**PROBLEMA PLANTEADO 1:** Transcriba fielmente el fragmento del texto de lectura que empieza con las palabras que contienen "Fernando Mires 26" y concluye con "efectivamente en peligro.".
**PROBLEMA PLANTEADO 2:** Enumere todas las regiones y países del mundo que se mencionan en el texto de lectura.

**TEXTO DE LECTURA:**
◆ ◆ ◆ ◆ ◆ ◆ ◆
Fernando Mires 26 de noviembre de 2016
El
dilema de Aristóteles continúa vigente. ¿Cómo mantener una democracia si esta
es la voz de las mayorías y las mayorías al tener muchos intereses e ideales
contrapuestos nunca se van a poner de acuerdo entre sí? ¿No está cada
democracia destinada a fracasar, a producir demagogos que prometen el oro y el
moro para luego convertirse en autócratas o dictadores?
Si
revisamos el mapamundi podríamos concordar con Aristóteles. No vamos a hablar
de África ni de Asia. Ni siquiera de América Latina. Europa Occidental, hasta
hace poco baluarte de la democracia liberal, está viendo nacer dentro de sí a
autocracias plebiscitarias apoyadas en movimientos xenófobos. Incluso en los EE
UU asoma el peligro del discurso de Trump, abiertamente misógino y xenófobo. La
democracia universal parece estar efectivamente en peligro.
◆ ◆ ◆ ◆ ◆ ◆ ◆
**MATERIAL PROPORCIONADO:**
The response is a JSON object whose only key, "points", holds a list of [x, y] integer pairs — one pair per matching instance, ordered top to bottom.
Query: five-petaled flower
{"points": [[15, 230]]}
◆ ◆ ◆ ◆ ◆ ◆ ◆
**RESPUESTA CORRECTA 1:**
Fernando Mires 26 de noviembre de 2016
El
dilema de Aristóteles continúa vigente. ¿Cómo mantener una democracia si esta
es la voz de las mayorías y las mayorías al tener muchos intereses e ideales
contrapuestos nunca se van a poner de acuerdo entre sí? ¿No está cada
democracia destinada a fracasar, a producir demagogos que prometen el oro y el
moro para luego convertirse en autócratas o dictadores?
Si
revisamos el mapamundi podríamos concordar con Aristóteles. No vamos a hablar
de África ni de Asia. Ni siquiera de América Latina. Europa Occidental, hasta
hace poco baluarte de la democracia liberal, está viendo nacer dentro de sí a
autocracias plebiscitarias apoyadas en movimientos xenófobos. Incluso en los EE
UU asoma el peligro del discurso de Trump, abiertamente misógino y xenófobo. La
democracia universal parece estar efectivamente en peligro.

**RESPUESTA CORRECTA 2:** África, Asia, América Latina, Europa Occidental, EE UU